(Point localization data)
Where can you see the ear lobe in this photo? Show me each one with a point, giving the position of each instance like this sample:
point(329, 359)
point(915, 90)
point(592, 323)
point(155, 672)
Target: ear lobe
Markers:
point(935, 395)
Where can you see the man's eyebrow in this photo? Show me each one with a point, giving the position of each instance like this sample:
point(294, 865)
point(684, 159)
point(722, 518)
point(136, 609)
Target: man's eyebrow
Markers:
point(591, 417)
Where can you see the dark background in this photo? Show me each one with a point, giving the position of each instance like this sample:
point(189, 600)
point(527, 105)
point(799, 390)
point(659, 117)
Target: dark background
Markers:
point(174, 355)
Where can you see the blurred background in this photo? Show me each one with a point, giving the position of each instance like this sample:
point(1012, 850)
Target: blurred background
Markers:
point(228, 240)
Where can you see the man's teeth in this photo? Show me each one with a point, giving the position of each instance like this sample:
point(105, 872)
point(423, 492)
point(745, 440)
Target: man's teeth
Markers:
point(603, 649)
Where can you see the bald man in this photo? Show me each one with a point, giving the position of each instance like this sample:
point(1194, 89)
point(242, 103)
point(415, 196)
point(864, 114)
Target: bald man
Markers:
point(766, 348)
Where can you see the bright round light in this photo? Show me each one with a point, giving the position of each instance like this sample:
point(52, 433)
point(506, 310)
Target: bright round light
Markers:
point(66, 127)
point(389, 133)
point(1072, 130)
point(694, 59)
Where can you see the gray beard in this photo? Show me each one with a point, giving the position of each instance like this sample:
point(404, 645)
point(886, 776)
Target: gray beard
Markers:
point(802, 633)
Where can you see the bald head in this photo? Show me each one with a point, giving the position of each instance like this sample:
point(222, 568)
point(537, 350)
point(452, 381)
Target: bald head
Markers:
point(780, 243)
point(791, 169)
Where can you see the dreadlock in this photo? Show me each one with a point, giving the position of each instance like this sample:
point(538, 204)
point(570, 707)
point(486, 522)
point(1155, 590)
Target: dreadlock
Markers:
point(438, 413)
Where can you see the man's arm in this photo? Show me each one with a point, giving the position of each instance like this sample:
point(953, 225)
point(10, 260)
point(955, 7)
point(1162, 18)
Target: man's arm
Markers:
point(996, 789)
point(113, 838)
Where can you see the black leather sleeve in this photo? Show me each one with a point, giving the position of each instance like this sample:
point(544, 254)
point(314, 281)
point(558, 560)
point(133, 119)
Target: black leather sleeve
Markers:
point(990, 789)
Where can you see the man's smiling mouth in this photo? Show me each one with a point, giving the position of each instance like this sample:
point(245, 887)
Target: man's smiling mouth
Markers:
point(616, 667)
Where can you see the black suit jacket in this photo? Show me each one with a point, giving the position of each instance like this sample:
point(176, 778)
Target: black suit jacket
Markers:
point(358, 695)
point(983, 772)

* **ABOUT THIS TASK**: Scan the records above for the string "gray", then select every line that holds it.

* **YOUR RESPONSE**:
Where can you see the gray beard in this photo? Show me each one with a point, giving the position of each instance like this sample:
Target: gray beard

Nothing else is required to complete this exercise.